──────── Material for this task ────────

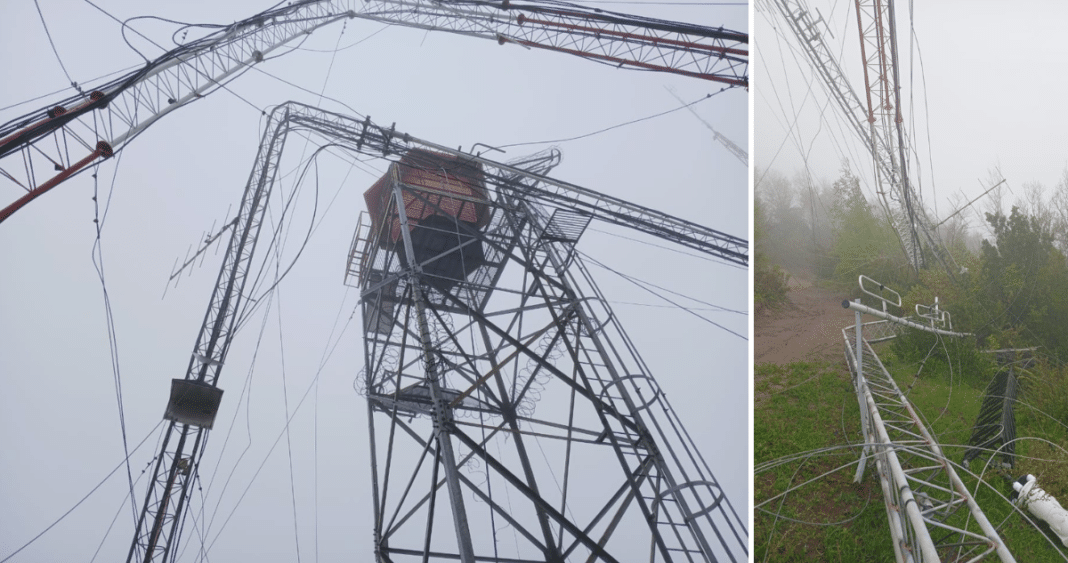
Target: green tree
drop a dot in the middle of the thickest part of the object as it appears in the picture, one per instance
(864, 241)
(1024, 284)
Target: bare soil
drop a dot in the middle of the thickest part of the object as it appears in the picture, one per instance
(807, 329)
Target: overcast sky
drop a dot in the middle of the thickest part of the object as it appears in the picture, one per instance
(59, 406)
(987, 95)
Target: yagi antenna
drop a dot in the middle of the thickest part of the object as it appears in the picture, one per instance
(201, 252)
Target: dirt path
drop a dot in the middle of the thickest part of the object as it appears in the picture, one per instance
(810, 329)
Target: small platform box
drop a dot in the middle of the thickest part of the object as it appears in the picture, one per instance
(193, 403)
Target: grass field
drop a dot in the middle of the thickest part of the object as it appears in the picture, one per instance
(806, 418)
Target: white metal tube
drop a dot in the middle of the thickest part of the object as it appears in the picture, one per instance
(904, 322)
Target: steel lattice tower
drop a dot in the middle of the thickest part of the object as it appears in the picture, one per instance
(501, 385)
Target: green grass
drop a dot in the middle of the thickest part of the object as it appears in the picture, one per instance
(803, 407)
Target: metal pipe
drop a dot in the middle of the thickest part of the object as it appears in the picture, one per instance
(904, 322)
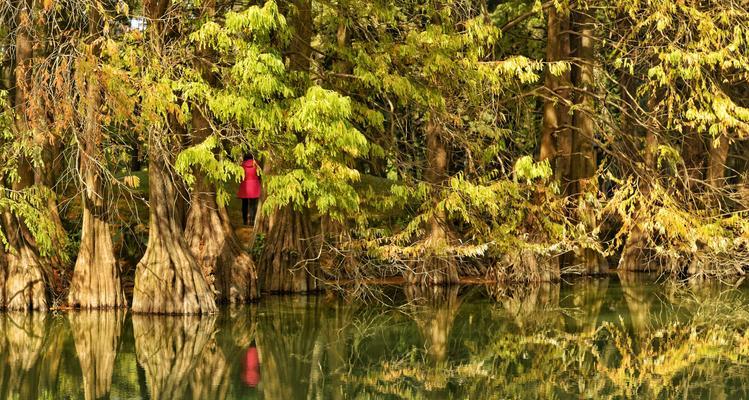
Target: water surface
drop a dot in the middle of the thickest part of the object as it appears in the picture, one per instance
(613, 337)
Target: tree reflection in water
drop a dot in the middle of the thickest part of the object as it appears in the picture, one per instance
(170, 348)
(620, 337)
(97, 339)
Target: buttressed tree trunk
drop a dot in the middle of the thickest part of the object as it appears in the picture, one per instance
(584, 161)
(212, 240)
(168, 280)
(435, 268)
(97, 339)
(286, 264)
(96, 279)
(22, 279)
(209, 232)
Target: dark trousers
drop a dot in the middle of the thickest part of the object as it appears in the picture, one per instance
(249, 210)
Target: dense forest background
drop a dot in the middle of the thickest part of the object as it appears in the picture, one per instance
(431, 140)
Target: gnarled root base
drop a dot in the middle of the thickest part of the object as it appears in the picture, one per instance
(431, 271)
(169, 281)
(435, 309)
(217, 251)
(286, 264)
(96, 279)
(22, 281)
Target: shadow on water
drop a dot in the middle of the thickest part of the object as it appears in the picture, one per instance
(614, 337)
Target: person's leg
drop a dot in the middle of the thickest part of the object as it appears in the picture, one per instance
(245, 210)
(253, 210)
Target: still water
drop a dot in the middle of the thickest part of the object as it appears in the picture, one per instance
(625, 337)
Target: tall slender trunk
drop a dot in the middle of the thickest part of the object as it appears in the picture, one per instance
(286, 263)
(209, 232)
(211, 238)
(563, 146)
(434, 267)
(716, 169)
(168, 280)
(584, 163)
(550, 111)
(635, 255)
(22, 278)
(96, 279)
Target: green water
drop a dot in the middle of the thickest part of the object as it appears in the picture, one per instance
(602, 338)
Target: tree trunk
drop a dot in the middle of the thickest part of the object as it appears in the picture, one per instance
(584, 161)
(212, 240)
(97, 340)
(550, 111)
(96, 279)
(286, 264)
(21, 344)
(434, 268)
(22, 280)
(168, 280)
(716, 169)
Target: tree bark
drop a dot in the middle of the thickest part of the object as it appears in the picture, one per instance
(550, 111)
(281, 337)
(97, 340)
(434, 268)
(211, 238)
(168, 280)
(584, 161)
(22, 280)
(96, 279)
(716, 169)
(286, 264)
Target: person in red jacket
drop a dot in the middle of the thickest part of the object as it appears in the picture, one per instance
(249, 190)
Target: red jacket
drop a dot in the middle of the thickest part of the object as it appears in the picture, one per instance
(250, 187)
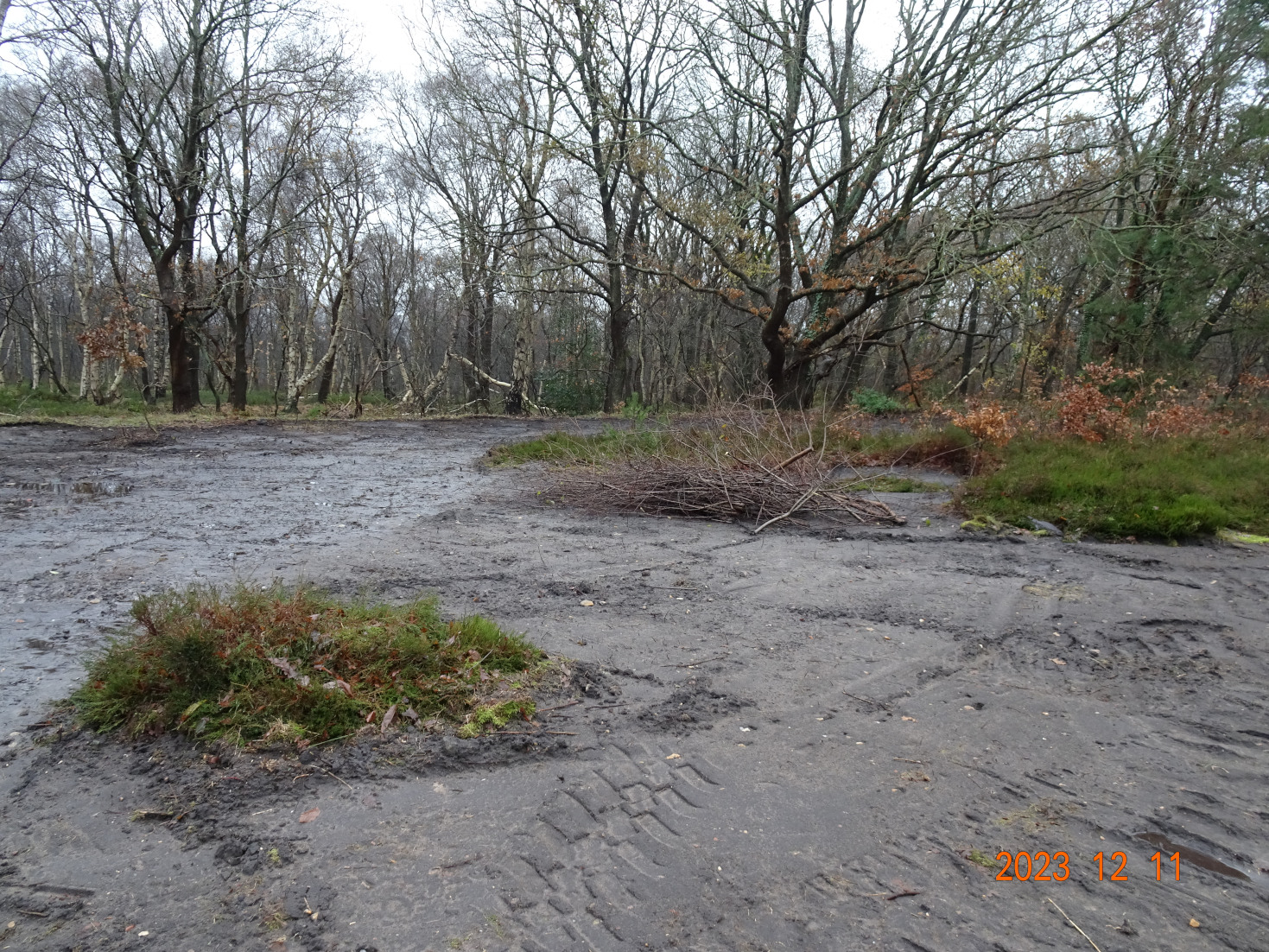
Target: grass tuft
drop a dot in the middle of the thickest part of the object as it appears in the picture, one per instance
(1166, 489)
(571, 448)
(295, 665)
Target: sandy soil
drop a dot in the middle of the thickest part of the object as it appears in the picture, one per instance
(793, 740)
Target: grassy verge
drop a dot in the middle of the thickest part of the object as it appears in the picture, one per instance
(574, 448)
(297, 665)
(703, 440)
(1166, 489)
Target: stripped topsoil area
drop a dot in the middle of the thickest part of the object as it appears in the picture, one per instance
(806, 739)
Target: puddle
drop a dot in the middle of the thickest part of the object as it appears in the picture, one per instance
(1193, 857)
(84, 487)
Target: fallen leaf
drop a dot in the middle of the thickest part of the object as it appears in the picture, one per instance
(341, 684)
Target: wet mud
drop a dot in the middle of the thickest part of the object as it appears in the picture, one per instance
(808, 739)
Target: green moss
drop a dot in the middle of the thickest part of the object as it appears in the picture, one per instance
(575, 448)
(497, 716)
(283, 665)
(1168, 489)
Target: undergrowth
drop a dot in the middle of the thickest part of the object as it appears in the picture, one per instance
(738, 438)
(298, 665)
(1166, 489)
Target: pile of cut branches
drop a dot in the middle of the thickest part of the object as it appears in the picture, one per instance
(721, 492)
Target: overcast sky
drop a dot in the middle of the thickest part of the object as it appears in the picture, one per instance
(384, 43)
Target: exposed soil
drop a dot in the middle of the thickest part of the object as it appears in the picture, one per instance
(806, 739)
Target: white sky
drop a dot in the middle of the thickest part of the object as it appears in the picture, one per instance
(376, 29)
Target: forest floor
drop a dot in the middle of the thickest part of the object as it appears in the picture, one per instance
(806, 739)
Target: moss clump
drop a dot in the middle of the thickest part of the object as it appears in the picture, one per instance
(1166, 489)
(495, 716)
(294, 665)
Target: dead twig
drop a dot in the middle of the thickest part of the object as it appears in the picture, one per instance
(1074, 924)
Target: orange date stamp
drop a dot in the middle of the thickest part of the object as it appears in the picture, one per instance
(1056, 867)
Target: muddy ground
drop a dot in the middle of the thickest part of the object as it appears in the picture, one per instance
(793, 740)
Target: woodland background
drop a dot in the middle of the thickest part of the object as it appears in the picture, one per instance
(587, 205)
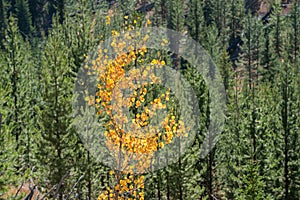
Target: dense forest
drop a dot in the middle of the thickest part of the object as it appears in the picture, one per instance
(255, 45)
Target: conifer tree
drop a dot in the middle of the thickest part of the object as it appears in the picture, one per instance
(24, 17)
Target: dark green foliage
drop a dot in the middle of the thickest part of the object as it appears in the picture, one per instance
(44, 43)
(24, 17)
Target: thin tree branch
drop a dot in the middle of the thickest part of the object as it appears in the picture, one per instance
(75, 185)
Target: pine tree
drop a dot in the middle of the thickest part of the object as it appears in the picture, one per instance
(57, 85)
(24, 17)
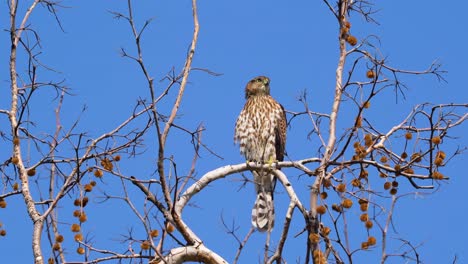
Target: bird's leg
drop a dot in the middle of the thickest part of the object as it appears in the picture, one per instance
(271, 160)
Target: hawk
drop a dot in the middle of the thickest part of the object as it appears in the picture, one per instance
(261, 133)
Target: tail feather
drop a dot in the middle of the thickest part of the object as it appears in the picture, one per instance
(263, 212)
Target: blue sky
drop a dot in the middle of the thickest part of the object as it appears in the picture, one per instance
(292, 43)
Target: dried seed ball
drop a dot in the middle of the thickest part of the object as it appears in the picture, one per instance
(356, 182)
(76, 213)
(78, 237)
(347, 24)
(326, 230)
(75, 228)
(352, 40)
(2, 203)
(15, 160)
(169, 227)
(88, 187)
(364, 207)
(370, 74)
(364, 245)
(437, 175)
(107, 164)
(336, 208)
(359, 122)
(321, 209)
(364, 217)
(436, 140)
(326, 183)
(83, 217)
(347, 203)
(387, 185)
(438, 162)
(31, 172)
(362, 201)
(80, 250)
(59, 238)
(371, 241)
(367, 137)
(314, 238)
(154, 233)
(408, 135)
(363, 174)
(56, 247)
(98, 173)
(145, 245)
(324, 195)
(341, 187)
(440, 154)
(84, 201)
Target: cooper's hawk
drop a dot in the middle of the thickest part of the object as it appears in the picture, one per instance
(261, 133)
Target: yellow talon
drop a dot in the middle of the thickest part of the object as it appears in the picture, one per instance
(271, 160)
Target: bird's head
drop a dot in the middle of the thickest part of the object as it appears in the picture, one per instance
(257, 86)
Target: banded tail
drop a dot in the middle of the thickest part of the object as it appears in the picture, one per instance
(263, 212)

────────

Each line from the one containing "Target: tail feather" to the end of the records should be echoed exactly, and no other line.

Target: tail feather
drop a dot in the middle of the thickest part of the object as it appears in the picture, one per instance
(263, 212)
Target: blue sky
drop a dot in the middle of the thickest part of the object as it appears in the picture, one per instance
(292, 43)
Target: dried seed ball
drop a dot in the middle of the thickest part of the object as it appears in the picture, one per instance
(356, 182)
(76, 213)
(78, 237)
(347, 24)
(326, 230)
(75, 228)
(352, 40)
(2, 203)
(15, 160)
(169, 227)
(88, 187)
(364, 207)
(370, 74)
(364, 245)
(437, 175)
(107, 164)
(336, 208)
(359, 122)
(321, 209)
(364, 217)
(436, 140)
(326, 183)
(83, 217)
(347, 203)
(387, 185)
(438, 162)
(31, 172)
(362, 201)
(80, 250)
(59, 238)
(371, 241)
(367, 137)
(314, 238)
(154, 233)
(408, 135)
(363, 174)
(56, 247)
(98, 173)
(145, 245)
(324, 195)
(341, 187)
(440, 154)
(84, 201)
Target: cooper's hawk
drop a dot in the middle of the thickest part of the object as it appears in the picture, one per instance
(261, 133)
Target: yellow talon
drop a dot in the middle of the thickest part of the object as it appears in the picture, one per instance
(271, 160)
Target: bird's head
drop a dot in the middle of the thickest part of the object as it appears in the picture, one per instance
(257, 86)
Target: banded tail
drop a dot in the middle of the thickest part of the object as it appears in the picture, one per instance
(263, 212)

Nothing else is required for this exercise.